■ Direction:
Extract the full set of records that follows, word for word.

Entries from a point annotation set
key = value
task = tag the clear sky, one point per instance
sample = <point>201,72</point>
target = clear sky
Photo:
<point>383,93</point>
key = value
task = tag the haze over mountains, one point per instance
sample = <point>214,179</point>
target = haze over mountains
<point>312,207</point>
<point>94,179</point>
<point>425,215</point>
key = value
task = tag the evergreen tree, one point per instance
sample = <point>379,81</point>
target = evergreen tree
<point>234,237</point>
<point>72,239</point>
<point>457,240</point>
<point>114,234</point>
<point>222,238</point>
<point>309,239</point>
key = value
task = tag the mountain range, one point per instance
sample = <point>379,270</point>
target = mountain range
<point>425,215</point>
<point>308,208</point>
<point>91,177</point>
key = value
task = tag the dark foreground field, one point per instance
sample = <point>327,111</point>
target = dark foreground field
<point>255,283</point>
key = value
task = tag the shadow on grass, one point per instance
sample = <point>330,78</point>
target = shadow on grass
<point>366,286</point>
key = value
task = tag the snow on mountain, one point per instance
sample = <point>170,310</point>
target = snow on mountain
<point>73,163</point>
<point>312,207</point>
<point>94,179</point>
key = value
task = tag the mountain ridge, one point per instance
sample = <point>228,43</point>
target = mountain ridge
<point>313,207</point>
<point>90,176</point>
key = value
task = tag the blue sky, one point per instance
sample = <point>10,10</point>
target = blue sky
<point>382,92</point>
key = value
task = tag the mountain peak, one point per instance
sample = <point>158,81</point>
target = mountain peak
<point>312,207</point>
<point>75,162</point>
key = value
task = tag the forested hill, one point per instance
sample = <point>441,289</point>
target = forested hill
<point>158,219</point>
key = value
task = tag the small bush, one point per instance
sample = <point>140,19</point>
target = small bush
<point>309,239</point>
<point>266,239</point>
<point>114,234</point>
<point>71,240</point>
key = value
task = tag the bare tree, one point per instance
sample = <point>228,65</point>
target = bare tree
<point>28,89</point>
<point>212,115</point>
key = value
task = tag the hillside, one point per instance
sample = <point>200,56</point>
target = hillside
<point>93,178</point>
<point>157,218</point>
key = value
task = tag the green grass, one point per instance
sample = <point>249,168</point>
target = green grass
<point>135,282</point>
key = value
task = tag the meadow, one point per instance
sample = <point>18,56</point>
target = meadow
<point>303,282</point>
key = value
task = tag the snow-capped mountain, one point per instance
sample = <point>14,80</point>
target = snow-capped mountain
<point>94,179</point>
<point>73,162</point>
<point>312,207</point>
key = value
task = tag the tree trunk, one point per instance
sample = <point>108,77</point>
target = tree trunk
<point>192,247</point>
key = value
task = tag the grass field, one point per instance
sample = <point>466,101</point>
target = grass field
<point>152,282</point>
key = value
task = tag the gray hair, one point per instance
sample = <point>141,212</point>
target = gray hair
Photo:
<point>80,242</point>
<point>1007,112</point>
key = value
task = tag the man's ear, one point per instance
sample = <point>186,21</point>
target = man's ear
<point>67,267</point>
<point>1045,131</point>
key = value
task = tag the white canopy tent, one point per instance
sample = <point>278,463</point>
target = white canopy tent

■ Task response:
key = value
task = tag the clear sky, one point per instance
sample = <point>201,72</point>
target = clear sky
Photo:
<point>383,93</point>
key = value
task = tag the haze over mountains, one point per instance
sample = <point>214,179</point>
target = haze over mountains
<point>312,207</point>
<point>94,179</point>
<point>425,215</point>
key = value
task = tag the evergreen tree, one point per instance
sample = <point>379,81</point>
target = evergreen tree
<point>234,237</point>
<point>72,239</point>
<point>457,240</point>
<point>114,234</point>
<point>222,238</point>
<point>309,239</point>
key = value
task = tag the mountain range, one point per instance
sample = <point>379,270</point>
target = mountain range
<point>425,215</point>
<point>308,208</point>
<point>91,177</point>
key = value
task = tag the dark foreground field, one point per instance
sample = <point>327,111</point>
target = dark foreground field
<point>255,283</point>
key = value
task = tag the shadow on grass, one point per instance
sample = <point>330,78</point>
target = shadow on grass
<point>366,286</point>
key = value
task = tag the snow on mountain, one point per instance
sample = <point>170,310</point>
target = snow on mountain
<point>73,163</point>
<point>312,207</point>
<point>94,179</point>
key = value
task = tag the mountain ridge, one point per instance
sample = <point>228,43</point>
target = mountain ridge
<point>313,207</point>
<point>90,176</point>
key = value
task = tag the blue sky, one point per instance
sample = <point>10,10</point>
target = blue sky
<point>382,92</point>
key = value
task = tag the mountain peak, one point per instance
sample = <point>158,81</point>
target = mountain peak
<point>312,207</point>
<point>75,162</point>
key = value
task = tag the forested hill, one point per instance
sample = <point>441,289</point>
target = forested hill
<point>158,219</point>
key = value
task = tag the small bush, one point per instance
sample = <point>140,19</point>
target = small bush
<point>309,239</point>
<point>266,239</point>
<point>114,234</point>
<point>71,240</point>
key = value
task = tag the bare tree, one point per instance
sample = <point>228,65</point>
target = bare tree
<point>28,89</point>
<point>212,115</point>
key = value
task = tag the hillside, one point per instance
sample = <point>200,56</point>
target = hillside
<point>93,178</point>
<point>157,218</point>
key = value
task = tag the green grass, one point per instance
sample = <point>249,168</point>
target = green grass
<point>135,282</point>
key = value
task = tag the meadow, one point per instance
sample = <point>18,56</point>
target = meadow
<point>303,282</point>
key = value
task = tag the snow-capped mountain, one point per instance
sample = <point>14,80</point>
target = snow-capped mountain
<point>94,179</point>
<point>73,162</point>
<point>312,207</point>
key = value
task = tag the tree trunk, one point per instance
sample = <point>108,77</point>
target = tree trunk
<point>192,247</point>
key = value
task = tag the grass field, one point per instance
sample = <point>466,101</point>
target = grass field
<point>152,282</point>
key = value
task = tag the gray hair, one point per instance
sample = <point>141,212</point>
target = gray hair
Photo:
<point>80,242</point>
<point>1007,112</point>
key = value
task = tag the man's ear, one point per instance
sample = <point>186,21</point>
target = man's ear
<point>67,267</point>
<point>1045,131</point>
key = value
task = tag the white canopy tent, one point per instance
sample = <point>278,463</point>
target = white canopy tent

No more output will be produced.